→ **INPUT ROWS**:
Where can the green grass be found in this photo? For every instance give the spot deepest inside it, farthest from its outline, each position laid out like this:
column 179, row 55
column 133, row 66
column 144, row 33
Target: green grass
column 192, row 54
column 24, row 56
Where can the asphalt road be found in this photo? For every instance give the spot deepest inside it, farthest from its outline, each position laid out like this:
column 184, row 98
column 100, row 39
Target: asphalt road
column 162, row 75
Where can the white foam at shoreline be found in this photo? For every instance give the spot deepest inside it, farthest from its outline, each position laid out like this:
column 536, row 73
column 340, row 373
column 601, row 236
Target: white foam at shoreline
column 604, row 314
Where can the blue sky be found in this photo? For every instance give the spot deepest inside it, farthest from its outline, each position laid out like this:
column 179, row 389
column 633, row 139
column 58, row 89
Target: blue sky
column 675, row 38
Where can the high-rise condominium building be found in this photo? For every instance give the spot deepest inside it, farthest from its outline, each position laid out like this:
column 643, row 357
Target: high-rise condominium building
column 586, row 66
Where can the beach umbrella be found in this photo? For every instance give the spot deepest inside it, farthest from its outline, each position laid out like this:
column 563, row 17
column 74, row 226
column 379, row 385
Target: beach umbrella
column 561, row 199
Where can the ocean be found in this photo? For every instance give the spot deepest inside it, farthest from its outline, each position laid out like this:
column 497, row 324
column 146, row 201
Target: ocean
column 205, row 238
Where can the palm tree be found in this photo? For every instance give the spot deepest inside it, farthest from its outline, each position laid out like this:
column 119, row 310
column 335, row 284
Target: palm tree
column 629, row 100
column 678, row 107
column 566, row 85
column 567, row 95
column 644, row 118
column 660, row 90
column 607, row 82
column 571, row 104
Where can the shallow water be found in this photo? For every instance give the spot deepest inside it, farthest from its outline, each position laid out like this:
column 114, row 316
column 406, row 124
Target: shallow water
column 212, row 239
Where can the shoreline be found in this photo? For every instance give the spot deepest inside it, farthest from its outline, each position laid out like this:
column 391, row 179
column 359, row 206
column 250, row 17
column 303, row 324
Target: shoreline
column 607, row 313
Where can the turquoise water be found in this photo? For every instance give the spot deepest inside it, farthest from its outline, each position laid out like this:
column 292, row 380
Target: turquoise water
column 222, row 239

→ **PROBLEM DESCRIPTION**:
Could you write out the lines again, beginning at the line that has "Where can the beach" and stopping after the line that has "column 205, row 238", with "beach umbrella" changed to "parasol" and nothing else altered?

→ **CORRECT OUTPUT**:
Where can the parasol be found in this photo? For every instance give the spot deepest inside it, farthest from its outline, each position laid out like this:
column 563, row 17
column 74, row 226
column 379, row 385
Target: parasol
column 561, row 199
Where can the ocean be found in this photo? For every instance give the spot deepest inside it, farthest from its outline, each position laid out like this:
column 497, row 324
column 146, row 201
Target: ocean
column 205, row 238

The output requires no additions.